▶ Source information
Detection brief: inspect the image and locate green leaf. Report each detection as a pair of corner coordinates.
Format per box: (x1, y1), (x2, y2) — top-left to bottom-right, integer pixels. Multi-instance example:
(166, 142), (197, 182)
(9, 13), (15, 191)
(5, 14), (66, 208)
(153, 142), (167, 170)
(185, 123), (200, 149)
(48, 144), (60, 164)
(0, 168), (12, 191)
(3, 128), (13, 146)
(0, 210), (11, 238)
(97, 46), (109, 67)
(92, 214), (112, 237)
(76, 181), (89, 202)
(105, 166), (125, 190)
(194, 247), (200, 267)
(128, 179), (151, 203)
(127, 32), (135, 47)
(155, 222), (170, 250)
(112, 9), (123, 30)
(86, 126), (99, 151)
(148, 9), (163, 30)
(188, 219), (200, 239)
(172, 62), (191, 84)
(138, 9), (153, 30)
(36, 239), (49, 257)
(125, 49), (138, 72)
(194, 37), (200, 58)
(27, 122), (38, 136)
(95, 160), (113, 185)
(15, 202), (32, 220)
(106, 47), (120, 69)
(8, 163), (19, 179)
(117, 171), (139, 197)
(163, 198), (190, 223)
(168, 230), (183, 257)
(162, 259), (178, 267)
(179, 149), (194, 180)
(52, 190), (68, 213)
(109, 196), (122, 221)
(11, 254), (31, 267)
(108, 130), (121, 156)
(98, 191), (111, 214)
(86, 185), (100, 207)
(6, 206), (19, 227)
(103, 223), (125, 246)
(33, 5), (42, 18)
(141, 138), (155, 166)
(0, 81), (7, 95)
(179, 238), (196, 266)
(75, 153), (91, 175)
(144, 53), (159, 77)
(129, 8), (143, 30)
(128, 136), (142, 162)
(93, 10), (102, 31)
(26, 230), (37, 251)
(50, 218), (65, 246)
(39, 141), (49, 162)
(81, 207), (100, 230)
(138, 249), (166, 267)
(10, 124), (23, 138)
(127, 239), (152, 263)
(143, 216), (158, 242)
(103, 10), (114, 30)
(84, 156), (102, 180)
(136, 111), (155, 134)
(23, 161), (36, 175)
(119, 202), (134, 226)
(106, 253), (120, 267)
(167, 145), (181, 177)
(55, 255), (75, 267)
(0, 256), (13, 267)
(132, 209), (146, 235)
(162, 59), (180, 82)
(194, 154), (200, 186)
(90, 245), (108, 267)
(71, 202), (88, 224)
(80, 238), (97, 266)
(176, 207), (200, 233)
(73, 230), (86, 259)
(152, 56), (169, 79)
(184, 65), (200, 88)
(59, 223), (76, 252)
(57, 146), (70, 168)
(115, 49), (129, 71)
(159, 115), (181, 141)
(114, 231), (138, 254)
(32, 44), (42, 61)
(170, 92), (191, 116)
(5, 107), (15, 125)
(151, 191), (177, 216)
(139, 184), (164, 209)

▶ Task brief
The entries above must be returned in full, exactly as shown.

▶ Finished task
Detection brief: inspect the image and locate green leaf. Report each detection as a pair of corner coordinates.
Format per box: (x1, y1), (x2, y2) — top-left to bottom-right, integer pixels. Multi-instance example:
(166, 142), (197, 182)
(9, 13), (15, 191)
(5, 14), (66, 208)
(153, 142), (167, 170)
(185, 123), (200, 149)
(48, 144), (60, 164)
(0, 168), (12, 191)
(3, 128), (13, 146)
(0, 210), (11, 238)
(97, 46), (109, 67)
(92, 214), (112, 237)
(76, 181), (89, 202)
(105, 166), (125, 190)
(194, 247), (200, 267)
(128, 179), (151, 203)
(127, 32), (135, 47)
(155, 222), (170, 250)
(112, 9), (123, 30)
(86, 126), (99, 151)
(148, 9), (163, 30)
(188, 219), (200, 239)
(172, 62), (191, 84)
(138, 9), (153, 30)
(36, 239), (49, 257)
(125, 49), (138, 72)
(194, 37), (200, 58)
(27, 122), (38, 136)
(95, 160), (113, 185)
(15, 202), (32, 220)
(106, 47), (120, 69)
(8, 163), (19, 179)
(117, 171), (139, 197)
(163, 198), (190, 223)
(168, 230), (183, 257)
(162, 259), (178, 267)
(179, 149), (194, 180)
(52, 190), (68, 213)
(109, 196), (122, 221)
(11, 254), (31, 267)
(108, 130), (121, 156)
(98, 191), (111, 214)
(86, 185), (100, 207)
(6, 206), (19, 227)
(103, 223), (125, 246)
(33, 5), (42, 18)
(141, 138), (155, 166)
(0, 81), (7, 95)
(179, 238), (196, 266)
(75, 153), (91, 175)
(144, 53), (159, 77)
(129, 8), (143, 30)
(128, 136), (142, 162)
(93, 10), (102, 31)
(26, 230), (37, 251)
(50, 218), (65, 246)
(39, 141), (49, 162)
(81, 207), (100, 230)
(138, 249), (166, 267)
(10, 124), (23, 138)
(127, 239), (152, 263)
(143, 216), (158, 242)
(103, 10), (114, 30)
(84, 156), (102, 180)
(136, 111), (155, 134)
(23, 161), (36, 175)
(119, 202), (134, 226)
(106, 253), (120, 267)
(167, 145), (181, 177)
(55, 255), (75, 267)
(0, 256), (13, 267)
(132, 209), (146, 235)
(162, 59), (180, 82)
(194, 154), (200, 186)
(90, 245), (108, 267)
(71, 202), (88, 224)
(80, 238), (97, 266)
(176, 207), (200, 233)
(73, 230), (86, 259)
(152, 56), (169, 79)
(184, 65), (200, 88)
(59, 223), (76, 252)
(57, 146), (70, 168)
(115, 49), (129, 71)
(159, 115), (181, 141)
(114, 231), (138, 254)
(32, 44), (42, 61)
(170, 92), (191, 116)
(5, 107), (15, 125)
(151, 191), (177, 216)
(139, 184), (164, 209)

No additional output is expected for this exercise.